■ Page text
- - - - -

Australian rules football career

Personal information
- Original teams: Collingwood Juniors, North Fremantle
- Debut: Round 1, 1908, Richmond vs. Melbourne, at Punt Road Oval
- Height: 185 cm (6 ft 1 in)
- Weight: 89 kg (196 lb)

Playing career^{1}
- Years: Club / Games (Goals)
- 1905–1907: Richmond (VFA) / 40 (20)
- 1908–1909: Richmond (VFL) / 14 0(7)
- Total:  / 54 (27)
- ^{1} Playing statistics correct to the end of 1909.

= Bill Lang =

Australian heavyweight boxer and footballer

Bill Lang (born William Lanfranchi; 6 July 1882 – 3 September 1952) was an Australian professional boxer who held the national heavyweight title. He was also an Australian rules footballer who played with Richmond in the Victorian Football League (VFL).

==Family==
The son of a Swiss-French father, and an Irish mother — Joseph Victor Lanfranchi (1838–1922), and Mary Ann Lafranchi (1850–1901), née Power, — William Lanfranchi was born in Carlton on 6 July 1882.

- - - - -

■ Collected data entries
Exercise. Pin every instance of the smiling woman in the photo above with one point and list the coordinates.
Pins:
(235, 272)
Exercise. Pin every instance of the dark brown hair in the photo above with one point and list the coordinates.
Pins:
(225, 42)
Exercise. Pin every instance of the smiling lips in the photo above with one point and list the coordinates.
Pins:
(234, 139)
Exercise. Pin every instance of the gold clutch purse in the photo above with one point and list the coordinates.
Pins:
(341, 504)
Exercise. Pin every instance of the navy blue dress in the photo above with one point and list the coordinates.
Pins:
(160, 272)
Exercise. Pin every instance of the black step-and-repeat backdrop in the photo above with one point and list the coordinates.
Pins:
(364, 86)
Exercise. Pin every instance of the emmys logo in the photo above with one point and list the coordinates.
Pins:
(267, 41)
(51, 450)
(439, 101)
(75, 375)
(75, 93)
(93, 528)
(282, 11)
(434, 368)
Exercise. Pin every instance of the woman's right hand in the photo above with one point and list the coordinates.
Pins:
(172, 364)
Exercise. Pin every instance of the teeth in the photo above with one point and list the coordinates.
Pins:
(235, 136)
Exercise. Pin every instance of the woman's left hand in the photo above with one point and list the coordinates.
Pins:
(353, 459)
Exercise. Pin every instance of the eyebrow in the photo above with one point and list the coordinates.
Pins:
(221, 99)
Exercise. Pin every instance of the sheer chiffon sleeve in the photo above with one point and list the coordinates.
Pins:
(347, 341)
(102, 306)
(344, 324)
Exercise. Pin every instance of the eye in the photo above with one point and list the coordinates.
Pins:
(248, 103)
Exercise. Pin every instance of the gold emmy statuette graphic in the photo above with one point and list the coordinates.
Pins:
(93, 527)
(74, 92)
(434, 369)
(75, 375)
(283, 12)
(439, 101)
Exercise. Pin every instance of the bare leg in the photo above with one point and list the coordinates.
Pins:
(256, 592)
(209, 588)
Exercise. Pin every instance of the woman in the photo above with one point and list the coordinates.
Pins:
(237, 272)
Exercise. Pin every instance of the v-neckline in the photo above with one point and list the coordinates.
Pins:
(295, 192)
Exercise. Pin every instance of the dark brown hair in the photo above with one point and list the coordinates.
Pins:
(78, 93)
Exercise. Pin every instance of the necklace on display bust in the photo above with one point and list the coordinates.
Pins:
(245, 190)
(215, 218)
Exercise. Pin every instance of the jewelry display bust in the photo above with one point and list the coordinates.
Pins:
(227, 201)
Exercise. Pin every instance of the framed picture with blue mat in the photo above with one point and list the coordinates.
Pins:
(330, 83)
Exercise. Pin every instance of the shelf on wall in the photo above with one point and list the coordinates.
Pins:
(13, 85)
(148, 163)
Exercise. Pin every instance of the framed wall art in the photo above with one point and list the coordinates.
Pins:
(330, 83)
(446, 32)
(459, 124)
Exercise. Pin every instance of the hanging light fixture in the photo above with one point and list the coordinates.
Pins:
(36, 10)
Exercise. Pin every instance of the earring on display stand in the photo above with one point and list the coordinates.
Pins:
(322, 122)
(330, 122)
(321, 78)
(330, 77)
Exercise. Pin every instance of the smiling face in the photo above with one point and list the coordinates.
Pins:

- - - - -

■ Assigned task 1
Rewrite the paragraph of the Bill Lang text beginning "Bill Lang (born William Lanfranchi" as a short list that keeps its main facts.
■ Assigned task 2
Using the Bill Lang text, say whether each statement agrees with it, answering yes or no and quoting the deciding words: (a) Lang's debut came in Round 1, 1908, at Punt Road Oval. (b) Lang was born in North Fremantle. (c) Lang's 40 games for Richmond were played in the VFL.

■ Exercise solution 1
- Born William Lanfranchi on 6 July 1882; died 3 September 1952
- Australian professional boxer who held the national heavyweight title
- Also played Australian rules football with Richmond in the Victorian Football League (VFL)

■ Exercise solution 2
(a) Yes: "Debut: Round 1, 1908, Richmond vs. Melbourne, at Punt Road Oval"
(b) No: "William Lanfranchi was born in Carlton on 6 July 1882."
(c) No: "1905–1907: Richmond (VFA) / 40 (20)"